_ESTRATTO DEL TESTO_
Il quadro che ne esce è impressionante: a distanza di soli otto mesi dall’insediamento, la Casa Bianca ha già visto il licenziamento o le dimissioni in quasi tutti i ruoli di più alto grado vicini al Presidente. Il Chief of Staff Reince Priebus, sostituito dal Generale John Kelly lo scorso agosto, è stato solo l’ultimo di una lunga serie di teste tagliate: da Michael Flynn, consigliere per la sicurezza nazionale dimessosi già a febbraio per i suoi contatti con le autorità russe, al portavoce Sean Spicer, per arrivare fino alle dimissioni di Stephen Bannon, che per lungo tempo era stato ritenuto la vera eminenza grigia del Trumpismo. Un’escalation che ha cambiato completamente il volto del team Trump, e che non è stata esente da risvolti comici, come il caso del direttore della Comunicazione Anthony Scaramucci, rimasto in sella per soli dieci, intensi giorni.
Una confusione che però è una conseguenza di come è stata gestita la campagna elettorale del tycoon. Da un lato, si tratta dello scotto naturale da pagare per una candidatura di rottura e anti-establishment, che ha generato una abbondanza di sostenitori del Presidente senza importanti esperienze di governo. A questa motivazione immediata, si affianca il fatto che Trump ha basato la sua vittoria non su un unico gruppo di interesse, ma ha raccolto su di sé varie istanze sconnesse, fino ad allora ai margini del mainstream repubblicano.
Ciò ha guidato la composizione della squadra di consiglieri che ha accompagnato Trump fin dentro la Casa Bianca. Infatti, se la molteplicità di opinioni è una costante di ogni amministrazione, con l’attuale Presidente è degenerata in scontro di fazioni – ognuna con i propri obiettivi e visioni del mondo quasi opposti – per il mantenimento dell’influenza nello Studio Ovale. Per schematizzare al massimo, si potrebbe dire che un primo dualismo vede da un lato i nazionalisti, sostenitori dell’”America First” isolazionista e pessimista: tema che Trump ha cavalcato in campagna elettorale, e che aveva il loro principale ispiratore in Bannon. Dall’altro lato, i globalisti, ovvero l’élitenewyorkese che si raccoglie intorno alla famiglia del Presidente e alla sua precedente carriera nel mondo degli affari, come la figlia Ivanka e il genero Jared Kushner.

_CONSEGNE SCRITTE_
A – Indica se ciascuna delle seguenti affermazioni concorda con l'estratto sullo staff della Casa Bianca, rispondendo sì o no e citando le parole decisive del testo: (i) Reince Priebus è stato sostituito dal Generale John Kelly; (ii) Anthony Scaramucci è rimasto in carica per dieci mesi; (iii) Michael Flynn si è dimesso a febbraio.
B – Prosegui l'estratto sullo staff della Casa Bianca, riprendendo dal punto in cui si interrompe.

_RIGHE_
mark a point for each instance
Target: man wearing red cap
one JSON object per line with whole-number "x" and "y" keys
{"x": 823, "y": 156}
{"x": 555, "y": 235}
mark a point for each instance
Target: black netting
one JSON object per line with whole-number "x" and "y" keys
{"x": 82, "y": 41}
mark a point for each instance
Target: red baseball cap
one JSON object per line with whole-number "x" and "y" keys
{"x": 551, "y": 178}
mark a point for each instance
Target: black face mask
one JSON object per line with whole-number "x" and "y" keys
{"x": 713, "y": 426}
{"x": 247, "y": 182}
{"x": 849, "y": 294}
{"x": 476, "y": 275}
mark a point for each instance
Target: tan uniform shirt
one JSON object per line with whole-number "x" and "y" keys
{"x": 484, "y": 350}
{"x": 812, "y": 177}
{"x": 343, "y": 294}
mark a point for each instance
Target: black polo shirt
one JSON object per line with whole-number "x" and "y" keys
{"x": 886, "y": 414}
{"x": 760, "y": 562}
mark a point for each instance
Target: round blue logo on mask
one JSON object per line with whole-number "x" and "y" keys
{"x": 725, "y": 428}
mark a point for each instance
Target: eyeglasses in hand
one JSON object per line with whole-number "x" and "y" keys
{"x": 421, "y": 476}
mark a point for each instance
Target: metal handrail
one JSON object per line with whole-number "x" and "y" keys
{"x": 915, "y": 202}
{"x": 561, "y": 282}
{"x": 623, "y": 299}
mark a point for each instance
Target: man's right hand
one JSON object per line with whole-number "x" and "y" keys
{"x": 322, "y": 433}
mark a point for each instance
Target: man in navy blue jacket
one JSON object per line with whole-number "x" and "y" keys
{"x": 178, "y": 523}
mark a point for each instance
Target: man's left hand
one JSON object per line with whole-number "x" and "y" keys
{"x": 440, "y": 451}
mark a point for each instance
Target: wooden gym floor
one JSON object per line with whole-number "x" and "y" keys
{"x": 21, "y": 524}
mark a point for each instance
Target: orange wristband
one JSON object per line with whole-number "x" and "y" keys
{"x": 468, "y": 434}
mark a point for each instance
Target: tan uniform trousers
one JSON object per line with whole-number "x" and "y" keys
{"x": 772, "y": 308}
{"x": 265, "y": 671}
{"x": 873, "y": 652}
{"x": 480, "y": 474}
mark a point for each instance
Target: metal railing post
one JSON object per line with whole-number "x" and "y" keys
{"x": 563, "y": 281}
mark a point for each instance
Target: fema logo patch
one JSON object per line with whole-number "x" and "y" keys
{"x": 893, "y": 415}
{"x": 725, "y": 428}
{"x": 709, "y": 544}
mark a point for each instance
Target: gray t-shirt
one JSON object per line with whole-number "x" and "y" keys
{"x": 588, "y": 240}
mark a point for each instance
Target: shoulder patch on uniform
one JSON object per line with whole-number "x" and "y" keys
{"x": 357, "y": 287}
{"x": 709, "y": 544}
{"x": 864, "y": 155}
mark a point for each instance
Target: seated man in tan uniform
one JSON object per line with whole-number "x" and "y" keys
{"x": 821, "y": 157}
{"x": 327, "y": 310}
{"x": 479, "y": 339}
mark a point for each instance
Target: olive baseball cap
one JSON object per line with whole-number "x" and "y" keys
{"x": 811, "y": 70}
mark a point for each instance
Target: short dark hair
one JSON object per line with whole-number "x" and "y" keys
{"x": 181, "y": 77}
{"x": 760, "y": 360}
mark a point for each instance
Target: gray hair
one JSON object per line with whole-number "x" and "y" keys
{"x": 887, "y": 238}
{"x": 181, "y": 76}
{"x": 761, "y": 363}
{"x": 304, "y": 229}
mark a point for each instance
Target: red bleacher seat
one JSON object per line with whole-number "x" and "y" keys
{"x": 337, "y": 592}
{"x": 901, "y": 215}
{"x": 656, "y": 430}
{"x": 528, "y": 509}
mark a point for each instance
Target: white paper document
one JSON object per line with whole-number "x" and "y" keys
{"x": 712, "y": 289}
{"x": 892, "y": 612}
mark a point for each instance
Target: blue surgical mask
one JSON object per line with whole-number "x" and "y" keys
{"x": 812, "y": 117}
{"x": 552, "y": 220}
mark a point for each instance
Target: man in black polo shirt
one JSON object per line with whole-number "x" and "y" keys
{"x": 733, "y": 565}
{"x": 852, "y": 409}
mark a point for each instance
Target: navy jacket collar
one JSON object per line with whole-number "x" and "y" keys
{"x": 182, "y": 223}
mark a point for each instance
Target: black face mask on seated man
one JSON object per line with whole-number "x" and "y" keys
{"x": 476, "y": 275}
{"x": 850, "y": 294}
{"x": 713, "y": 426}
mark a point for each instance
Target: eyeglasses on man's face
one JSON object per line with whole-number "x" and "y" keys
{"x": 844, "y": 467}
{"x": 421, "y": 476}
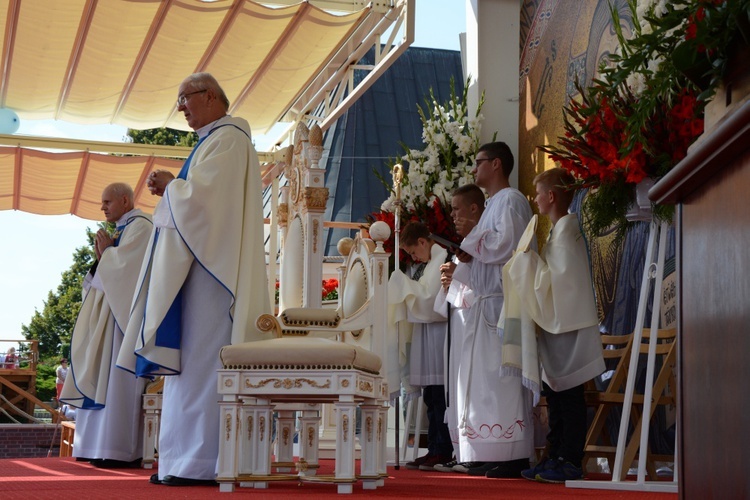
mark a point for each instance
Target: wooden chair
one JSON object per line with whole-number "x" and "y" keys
{"x": 619, "y": 348}
{"x": 301, "y": 368}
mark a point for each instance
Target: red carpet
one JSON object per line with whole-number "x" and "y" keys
{"x": 23, "y": 479}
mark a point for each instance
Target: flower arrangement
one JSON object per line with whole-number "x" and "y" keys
{"x": 638, "y": 119}
{"x": 451, "y": 139}
{"x": 331, "y": 289}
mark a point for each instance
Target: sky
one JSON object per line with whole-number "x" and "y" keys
{"x": 38, "y": 249}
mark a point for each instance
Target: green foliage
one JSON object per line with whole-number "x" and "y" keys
{"x": 53, "y": 325}
{"x": 45, "y": 380}
{"x": 163, "y": 136}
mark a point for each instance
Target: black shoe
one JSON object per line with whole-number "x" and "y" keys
{"x": 186, "y": 481}
{"x": 509, "y": 470}
{"x": 414, "y": 465}
{"x": 107, "y": 463}
{"x": 482, "y": 469}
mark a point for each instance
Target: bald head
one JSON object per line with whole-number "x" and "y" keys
{"x": 117, "y": 200}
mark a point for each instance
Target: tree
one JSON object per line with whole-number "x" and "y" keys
{"x": 53, "y": 326}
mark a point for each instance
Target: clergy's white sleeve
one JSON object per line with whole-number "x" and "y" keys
{"x": 495, "y": 244}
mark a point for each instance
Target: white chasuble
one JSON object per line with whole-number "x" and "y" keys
{"x": 494, "y": 408}
{"x": 555, "y": 291}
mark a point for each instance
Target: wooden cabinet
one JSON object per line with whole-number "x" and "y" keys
{"x": 711, "y": 189}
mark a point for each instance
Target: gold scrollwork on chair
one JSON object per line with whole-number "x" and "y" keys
{"x": 315, "y": 199}
{"x": 287, "y": 383}
{"x": 249, "y": 427}
{"x": 316, "y": 227}
{"x": 268, "y": 323}
{"x": 283, "y": 214}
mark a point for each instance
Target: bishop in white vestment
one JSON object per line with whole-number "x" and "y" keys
{"x": 495, "y": 419}
{"x": 109, "y": 423}
{"x": 204, "y": 283}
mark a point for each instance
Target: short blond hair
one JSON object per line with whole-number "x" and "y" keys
{"x": 559, "y": 181}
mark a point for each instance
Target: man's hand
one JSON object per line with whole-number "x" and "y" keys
{"x": 463, "y": 256}
{"x": 102, "y": 241}
{"x": 157, "y": 181}
{"x": 464, "y": 225}
{"x": 446, "y": 274}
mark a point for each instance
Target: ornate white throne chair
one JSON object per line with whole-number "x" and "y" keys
{"x": 299, "y": 367}
{"x": 300, "y": 370}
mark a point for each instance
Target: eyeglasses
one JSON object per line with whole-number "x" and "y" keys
{"x": 182, "y": 100}
{"x": 480, "y": 160}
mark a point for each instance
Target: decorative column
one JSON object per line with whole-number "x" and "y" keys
{"x": 313, "y": 205}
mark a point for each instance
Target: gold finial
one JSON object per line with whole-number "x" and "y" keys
{"x": 398, "y": 175}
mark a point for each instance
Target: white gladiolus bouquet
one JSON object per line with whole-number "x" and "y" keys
{"x": 451, "y": 139}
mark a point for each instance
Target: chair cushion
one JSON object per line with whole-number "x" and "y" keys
{"x": 310, "y": 353}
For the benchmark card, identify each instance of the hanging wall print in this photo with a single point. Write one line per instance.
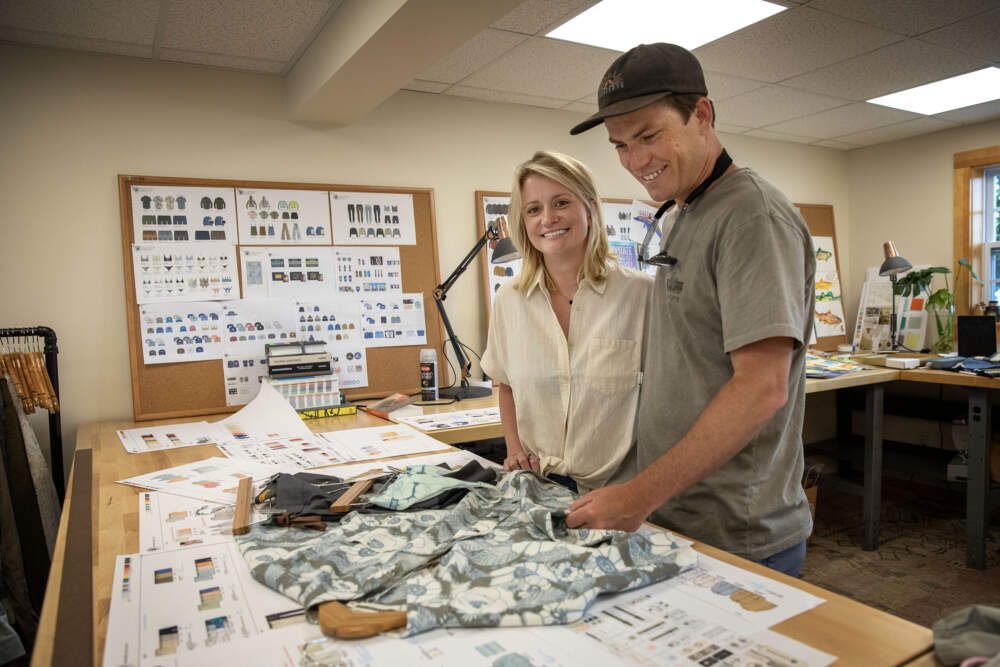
(163, 213)
(167, 273)
(372, 218)
(283, 217)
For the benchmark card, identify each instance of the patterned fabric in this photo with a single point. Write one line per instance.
(501, 556)
(421, 482)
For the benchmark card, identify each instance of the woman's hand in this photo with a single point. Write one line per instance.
(519, 459)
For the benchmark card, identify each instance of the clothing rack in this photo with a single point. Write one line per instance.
(51, 351)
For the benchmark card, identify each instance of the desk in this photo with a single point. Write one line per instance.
(859, 635)
(977, 490)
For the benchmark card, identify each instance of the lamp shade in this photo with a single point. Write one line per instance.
(893, 263)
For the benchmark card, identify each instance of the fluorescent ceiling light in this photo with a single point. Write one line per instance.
(621, 24)
(954, 93)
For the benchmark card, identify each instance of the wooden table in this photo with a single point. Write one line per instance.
(978, 495)
(857, 634)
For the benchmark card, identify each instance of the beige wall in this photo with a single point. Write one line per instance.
(72, 122)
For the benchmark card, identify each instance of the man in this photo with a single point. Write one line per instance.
(719, 455)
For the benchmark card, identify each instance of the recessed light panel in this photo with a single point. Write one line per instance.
(954, 93)
(622, 24)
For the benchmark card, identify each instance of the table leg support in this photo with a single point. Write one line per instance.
(977, 490)
(872, 503)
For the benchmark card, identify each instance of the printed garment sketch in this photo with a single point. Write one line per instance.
(501, 556)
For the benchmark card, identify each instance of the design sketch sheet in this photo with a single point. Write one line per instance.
(373, 218)
(283, 217)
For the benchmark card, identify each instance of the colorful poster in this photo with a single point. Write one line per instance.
(283, 217)
(166, 213)
(373, 218)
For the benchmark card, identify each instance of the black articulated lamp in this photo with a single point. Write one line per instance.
(892, 267)
(503, 252)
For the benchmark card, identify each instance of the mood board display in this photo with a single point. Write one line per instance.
(246, 263)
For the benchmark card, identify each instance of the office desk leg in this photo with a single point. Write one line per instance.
(977, 491)
(872, 504)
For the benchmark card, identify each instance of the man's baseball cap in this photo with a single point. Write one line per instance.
(642, 75)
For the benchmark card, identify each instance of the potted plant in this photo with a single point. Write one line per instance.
(941, 302)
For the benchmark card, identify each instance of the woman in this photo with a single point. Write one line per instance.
(565, 336)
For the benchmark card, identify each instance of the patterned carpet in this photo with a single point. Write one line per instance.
(918, 571)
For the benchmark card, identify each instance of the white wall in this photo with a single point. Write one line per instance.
(72, 122)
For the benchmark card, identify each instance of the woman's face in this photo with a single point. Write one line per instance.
(555, 219)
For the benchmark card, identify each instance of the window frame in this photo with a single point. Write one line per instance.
(969, 217)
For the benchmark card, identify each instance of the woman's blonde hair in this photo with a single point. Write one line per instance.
(572, 174)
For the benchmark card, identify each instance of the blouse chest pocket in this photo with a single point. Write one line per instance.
(612, 365)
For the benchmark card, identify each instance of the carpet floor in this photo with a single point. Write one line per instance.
(918, 572)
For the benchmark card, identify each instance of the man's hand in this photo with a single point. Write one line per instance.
(617, 507)
(519, 459)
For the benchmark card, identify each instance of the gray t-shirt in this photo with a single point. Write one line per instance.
(745, 272)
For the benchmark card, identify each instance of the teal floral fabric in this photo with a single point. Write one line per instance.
(501, 556)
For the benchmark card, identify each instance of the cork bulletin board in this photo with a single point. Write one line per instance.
(191, 388)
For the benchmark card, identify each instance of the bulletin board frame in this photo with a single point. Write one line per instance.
(166, 391)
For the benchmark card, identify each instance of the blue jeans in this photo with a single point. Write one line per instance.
(788, 561)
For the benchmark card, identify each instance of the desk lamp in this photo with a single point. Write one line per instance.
(505, 251)
(892, 267)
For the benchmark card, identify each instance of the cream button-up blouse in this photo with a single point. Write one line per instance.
(576, 398)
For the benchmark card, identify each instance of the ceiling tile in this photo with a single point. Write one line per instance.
(910, 128)
(833, 143)
(773, 104)
(479, 51)
(426, 86)
(977, 36)
(75, 43)
(264, 29)
(535, 16)
(217, 60)
(546, 68)
(778, 136)
(582, 107)
(896, 67)
(506, 97)
(128, 21)
(848, 119)
(977, 113)
(909, 17)
(722, 86)
(793, 42)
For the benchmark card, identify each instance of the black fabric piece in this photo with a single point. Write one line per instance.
(22, 491)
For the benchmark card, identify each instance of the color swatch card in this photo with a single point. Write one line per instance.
(156, 438)
(367, 270)
(185, 272)
(173, 332)
(168, 521)
(166, 213)
(167, 606)
(372, 218)
(299, 273)
(457, 419)
(212, 480)
(335, 319)
(278, 217)
(378, 442)
(393, 319)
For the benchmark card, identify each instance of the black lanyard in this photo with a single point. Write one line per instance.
(663, 257)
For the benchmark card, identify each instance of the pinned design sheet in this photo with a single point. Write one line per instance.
(393, 319)
(167, 522)
(163, 213)
(185, 272)
(168, 605)
(373, 218)
(173, 332)
(363, 271)
(283, 217)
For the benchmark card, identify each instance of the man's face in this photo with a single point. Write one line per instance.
(665, 154)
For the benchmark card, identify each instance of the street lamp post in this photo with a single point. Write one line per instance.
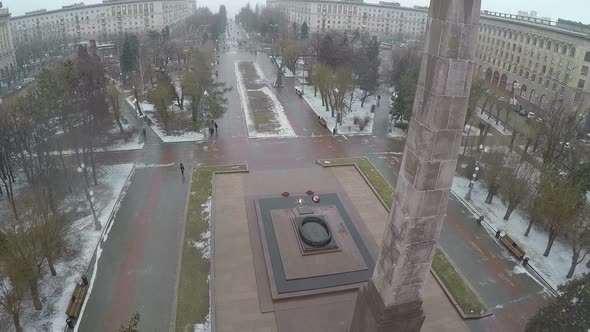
(474, 176)
(205, 109)
(514, 99)
(336, 91)
(89, 195)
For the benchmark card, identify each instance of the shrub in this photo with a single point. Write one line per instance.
(401, 125)
(364, 122)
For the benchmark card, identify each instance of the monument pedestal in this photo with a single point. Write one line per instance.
(370, 313)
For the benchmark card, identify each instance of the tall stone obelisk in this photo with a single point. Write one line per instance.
(392, 299)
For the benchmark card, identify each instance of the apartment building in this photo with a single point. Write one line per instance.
(545, 58)
(7, 58)
(386, 20)
(80, 22)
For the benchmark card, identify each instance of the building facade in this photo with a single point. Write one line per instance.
(100, 22)
(546, 59)
(7, 57)
(386, 20)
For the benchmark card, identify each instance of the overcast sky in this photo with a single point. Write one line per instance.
(575, 10)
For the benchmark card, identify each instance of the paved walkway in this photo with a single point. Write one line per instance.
(137, 267)
(238, 305)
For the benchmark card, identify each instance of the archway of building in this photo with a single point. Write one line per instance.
(523, 91)
(542, 101)
(489, 74)
(533, 96)
(512, 86)
(496, 79)
(503, 81)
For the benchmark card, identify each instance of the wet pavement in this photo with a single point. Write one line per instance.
(138, 267)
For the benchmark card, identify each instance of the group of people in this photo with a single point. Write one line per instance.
(213, 127)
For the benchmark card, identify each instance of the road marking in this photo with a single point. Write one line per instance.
(154, 165)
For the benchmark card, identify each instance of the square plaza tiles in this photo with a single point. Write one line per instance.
(263, 280)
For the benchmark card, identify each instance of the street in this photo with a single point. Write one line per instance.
(138, 267)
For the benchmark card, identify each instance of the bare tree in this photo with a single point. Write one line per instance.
(161, 97)
(561, 202)
(517, 186)
(323, 81)
(562, 121)
(579, 236)
(113, 96)
(22, 250)
(494, 170)
(11, 297)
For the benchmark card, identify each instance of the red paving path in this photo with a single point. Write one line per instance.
(113, 300)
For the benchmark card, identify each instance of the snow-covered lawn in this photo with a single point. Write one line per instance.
(265, 116)
(553, 268)
(396, 132)
(56, 291)
(204, 245)
(355, 110)
(158, 128)
(492, 122)
(473, 132)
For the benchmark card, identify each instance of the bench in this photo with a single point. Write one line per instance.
(512, 246)
(75, 305)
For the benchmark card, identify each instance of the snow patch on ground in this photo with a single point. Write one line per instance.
(206, 326)
(347, 127)
(158, 128)
(474, 130)
(492, 122)
(553, 268)
(132, 144)
(55, 292)
(284, 130)
(396, 132)
(204, 246)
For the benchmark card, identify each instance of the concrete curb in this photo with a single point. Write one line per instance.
(179, 263)
(451, 298)
(211, 243)
(319, 162)
(448, 294)
(105, 229)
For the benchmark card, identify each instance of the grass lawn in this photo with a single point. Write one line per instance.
(465, 297)
(192, 305)
(463, 294)
(384, 190)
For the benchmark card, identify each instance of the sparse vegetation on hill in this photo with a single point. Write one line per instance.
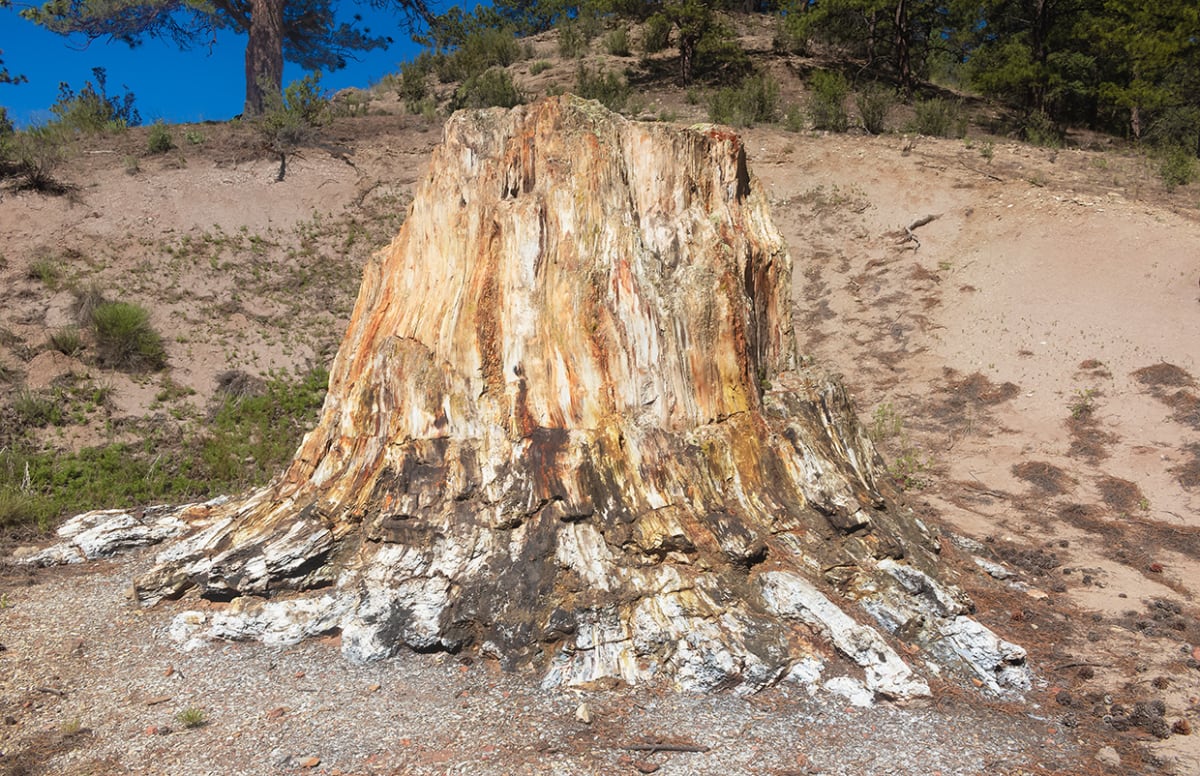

_RISPOSTE ALLE CONSEGNE_
A –
(i) Sì: «Il Chief of Staff Reince Priebus, sostituito dal Generale John Kelly lo scorso agosto».
(ii) No: «rimasto in sella per soli dieci, intensi giorni».
(iii) Sì: «dimessosi già a febbraio per i suoi contatti con le autorità russe».

B –
All’ombra di questa contrapposizione sono germinate altre fazioni più fluide, ma non per questo meno decisive. Come quella del partito Repubblicano, costituita dai (pochi) esponenti del GOP che hanno accettato di sostenere il Presidente, come il Vicepresidente Mike Pence e Reince Priebus, comunque allontanato dallo staff. O quella dei generali, sostenitori del mantenimento dell’ordine tradizionale in politica estera, i quali hanno acquisito sempre maggiore influenza con il Segretario alla Difesa James Mattis, il nuovo Chief of Staff John Kelly e il Consigliere per la sicurezza nazionale H.R. McMaster. Passando poi per la fazione di Wall Street, rappresentata dal consulente finanziario Gary Cohn e dal Ministro del Tesoro Steve Mnuchin, a cui vanno le chiavi della politica economica del paese. Non bisogna infine dimenticare i “trumpiani DOC”, che devono la loro carriera totalmente alla fedeltà al capo e che lo affiancano con ruoli creati ad hoc: come la consulente speciale Kellyanne Conway, l’ex dipendente di lungo corso della Trump Corporation e ora responsabile per i social media Dan Scavino, e Hope Hicks, la 28enne ex modella appena promossa a direttrice della Comunicazione.
Tutte queste fazioni competono ferocemente per emergere agli occhi del presidente. Ciò pare facilitato da come Trump prende decisioni alla Casa Bianca: un modello di leadership molto informale, mutuato dai suoi anni da manager e basato poco su strutture gerarchiche definite e molto su immediatezza, prossimità e competizione. Tanto che, secondo alcune fonti, nel suo staff si sarebbe creata una corsa a chi ha accesso per ultimo al Presidente prima di una decisione, in modo tale che gli rimangano in testa le ultime parole sentite.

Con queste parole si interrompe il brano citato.